Tasks to perform:
1. According to the fellowship announcement, how much funding does each CLAS Dissertation Writing Fellowship provide?
2. Reproduce everything in the fellowship announcement from "Applicants for CLAS" down to "Dissertation Writing Fellowships.".
3. Continue the fellowship announcement from the point at which it stops.

Extracted text:
CLAS awards Dissertation Writing Fellowships to 12 doctoral candidates

Tuesday, February 25, 2020

Applicants for CLAS Dissertation Writing Fellowships must have completed their comprehensive examination to be eligible to apply to receive the award. Fellowships are limited to one recipient per graduate program. 

View complete information about CLAS Dissertation Writing Fellowships, including application instructions.

The College of Liberal Arts and Sciences (CLAS) has awarded 12 doctoral candidates with CLAS Dissertation Writing Fellowships.

CLAS Dissertation Writing Fellowships provide recipients with a fellowship of $13,750 to support work on the final stages of their dissertations.

The disciplines represented by the recipients for the 2020 award period span the humanities, natural sciences, and social sciences, reflecting the diversity of graduate education in CLAS. The fellows' applications were evaluated by the CLAS Graduate Education Policy Committee, an elected faculty governance body chaired by Associate Dean for Graduate Education Christine Getz.

Jennifer Bjorklund
Dissertation Writing Fellow Jennifer Bjorklund
presenting research

The Dissertation Writing Fellows, and the topics of their dissertations, are:

Jennifer Bjorklund, Chemistry—First-Principles Insights on Aluminum and Actinide Nanocluster Reactivity and Crystallization for Environmental Remediation

Laura Brown, Philosophy—Mediated Ideal Theory

Lin Sun, Communication Studies—Practicing “patriotism”: Cyber-nationalism in China

Lisa Covington, African American Studies—Digital Epistemologies: An Exploration of Suburban Girls of Color Understanding Education

Kenneth Heitritter, Physics & Astronomy—Cosmological and Quantum Gravitational Implications of the Diffeomorphism Field

Minsuk Oh, Health & Human Physiology—Associations of physical activity, fitness, sedentary behavior, and sleep with cardiac fat in middle-aged adults

Runqing Qi, Second Language Acquisition—A Model for Using Authentic Texts in Chinese Reading Instruction

Laurel Sanders, History—“Knowledge of Every Home”: Public Health Nursing in Native American Communities, 1924-1941

Caitlin Sapp, Communication Sciences and Disorders—Meaningful audibility counseling for parents of children with hearing loss

David Cooper, Biology—Functional and adaptive role of polyglutamine in S. cerevisiae GAL11

Jennifer Thines, Geoscience—Geochemical evolution of large-volume silicic magmas from the Afro-Arabian Large Igneous Province

Xun Li, Statistics and Actuarial Science—Bayesian modeling of environmental phenomena

Bjorklund expressed her gratitude for the award, and noted that it reflects the supportive graduate student experience at Iowa.

Record extracts:
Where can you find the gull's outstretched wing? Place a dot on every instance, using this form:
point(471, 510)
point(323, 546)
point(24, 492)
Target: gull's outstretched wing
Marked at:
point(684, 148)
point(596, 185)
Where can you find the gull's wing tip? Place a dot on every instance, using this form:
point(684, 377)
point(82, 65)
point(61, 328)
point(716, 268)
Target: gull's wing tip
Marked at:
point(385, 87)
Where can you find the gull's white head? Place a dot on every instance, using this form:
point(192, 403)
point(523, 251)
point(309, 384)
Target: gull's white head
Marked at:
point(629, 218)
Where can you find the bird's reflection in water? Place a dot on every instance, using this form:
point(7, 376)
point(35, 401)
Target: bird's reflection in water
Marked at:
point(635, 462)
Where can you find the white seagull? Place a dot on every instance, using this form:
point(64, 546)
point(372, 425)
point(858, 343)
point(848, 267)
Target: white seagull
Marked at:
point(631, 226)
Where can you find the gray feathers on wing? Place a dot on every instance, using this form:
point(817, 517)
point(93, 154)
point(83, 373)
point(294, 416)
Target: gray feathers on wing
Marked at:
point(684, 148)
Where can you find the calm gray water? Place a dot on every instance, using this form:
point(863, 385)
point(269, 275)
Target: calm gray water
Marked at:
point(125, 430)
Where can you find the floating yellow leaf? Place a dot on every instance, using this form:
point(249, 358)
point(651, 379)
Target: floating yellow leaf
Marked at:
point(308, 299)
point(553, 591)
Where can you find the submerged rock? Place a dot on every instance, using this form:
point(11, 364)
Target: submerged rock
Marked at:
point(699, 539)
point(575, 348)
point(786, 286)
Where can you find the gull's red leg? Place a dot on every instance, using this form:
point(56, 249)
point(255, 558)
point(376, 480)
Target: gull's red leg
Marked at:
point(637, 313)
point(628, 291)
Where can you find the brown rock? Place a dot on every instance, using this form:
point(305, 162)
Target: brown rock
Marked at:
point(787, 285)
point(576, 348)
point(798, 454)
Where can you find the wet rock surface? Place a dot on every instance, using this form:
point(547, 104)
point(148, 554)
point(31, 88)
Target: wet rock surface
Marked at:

Answers to the exercises:
1. $13,750

2.
Applicants for CLAS Dissertation Writing Fellowships must have completed their comprehensive examination to be eligible to apply to receive the award. Fellowships are limited to one recipient per graduate program. 

View complete information about CLAS Dissertation Writing Fellowships, including application instructions.

The College of Liberal Arts and Sciences (CLAS) has awarded 12 doctoral candidates with CLAS Dissertation Writing Fellowships.

3.
“Receiving the Dissertation Writing Fellowship from the College of Liberal Arts and Sciences is a true privilege and honor as well as an amazing opportunity,” she said. “With this funding, I’m able to focus my time solely on my dissertation and completing my degree with much less stress and financial pressure. By recognizing the importance of my and the other Fellows’ research, CLAS, the Graduate College, and the University of Iowa are demonstrating their respect not just for my work, but for all UI graduate students. I'm very grateful to receive this fellowship—it motivates me, and even excites me, to write the longest and most important paper of my life!”

Christine Getz, CLAS Associate Dean for Graduate Education, said that the CLAS Dissertation Writing Fellowships not only benefit the fellows, but also play an important role in advancing the college’s graduate programs as a whole.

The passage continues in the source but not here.